**CONSIGNES**:
(a) D'après le texte sur Rachmaninov, à quel âge le compositeur a-t-il écrit la Romance et la Mélodie ?
(b) Poursuivez le texte sur l'œuvre de Rachmaninov pour violoncelle et piano, à la suite de sa dernière phrase.

**TEXTE DU DOCUMENT**:
>>>
Certes, l’œuvre de Rachmaninov, par son essence romantique, est à contre courant. Né en 1873, onze ans après Claude Debussy et seulement un an avant Arnold Schoènberg, sa musique semble venir d’un autre âge. Celui des héros romantiques, de Lord Byron, Franz Liszt, ou Piotr Ilytch Tchaïkovski.
Bien sûr, lorsqu’il meurt à Beverly Hills en 1943, à deux pas de la propriété de Viviane Leigh, après avoir fréquenté le tout Hollywood, la postérité croît voir en lui un virtuose intouchable, au lyrisme slave, le dernier grand pianiste du 19ème siècle, égaré dans le nôtre ; un géant, mais somme toute un musicien peu sérieux, dont les compositions n’auraient eu pour seule fonction que de mettre en valeur ses talents d’interprète. Mais l’histoire, avec bonheur, reviendra sur cette image trop facile. Ainsi Jacques Emmanuel Fousnaeker, jeune musicologue connu pour ses positions avant-gardistes, publiera (aux éditions du Seuil) une biographie iconoclaste brisant, au passage, quelques idées reçues.
L’intégrale de l’ œuvre pour violoncelle et piano qui nous est proposée aujourd’hui prolonge ce travail de relecture. En livrant à nos oreilles des œuvres essentiellement de jeunesse, on découvre un Rachmaninov angoissé, introverti, hanté par la mort. Bien loin de la vie de salon, de Gloria Swanson et d’une Californie légère et insouciante, la Romance et la Mélodie (écrites à dix-sept ans), ainsi que le prélude et la danse orientale (composés deux ans plus tard), démontrent l’aboutissement, déjà, d’un métier au service scrupuleux d’une profonde mélancolie, d’une émotion sans provocation. Œuvre déjà puissante, musique jamais vulgaire. Ces manuscrits, trop éloignés de l’image de Rachmaninov, ne furent édités pour la plupart qu’à titre posthume.
<<<
**EXTRAIT DE DONNÉES**:
>>>
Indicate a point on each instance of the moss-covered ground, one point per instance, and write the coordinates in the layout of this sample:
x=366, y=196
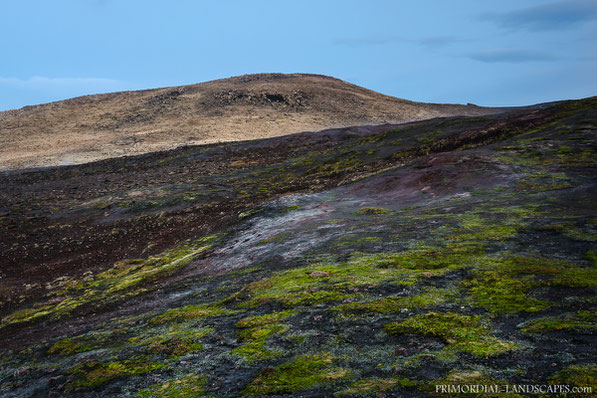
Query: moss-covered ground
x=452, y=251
<<<
**CORRIGÉ DES EXERCICES**:
(a) À dix-sept ans.

(b)
En revanche, la sonate en sol mineur, ouvrage célébré en son temps, est une longue pièce en quatre mouvements, fortement inspirée de celles de Robert Schumann et de Frédéric Chopin. Par son lyrisme inspiré, sa forme, les rôles conjoints des deux partenaires, elle est au centre du répertoire de nombreux violoncellistes de notre temps.
Michael Grebanier et Janet Guggenheim, interprètes qui fréquentent, sur les scènes du monde entier, les meilleurs musiciens de leur génération (Perlman, Yo Yo Ma, Gitlis…), trouvent le ton juste. Leur vision est sereine, à l’image de celle d’un Rachmaninov se consacrant pour l’essentiel, durant ses années d’exil, à l’interprétation.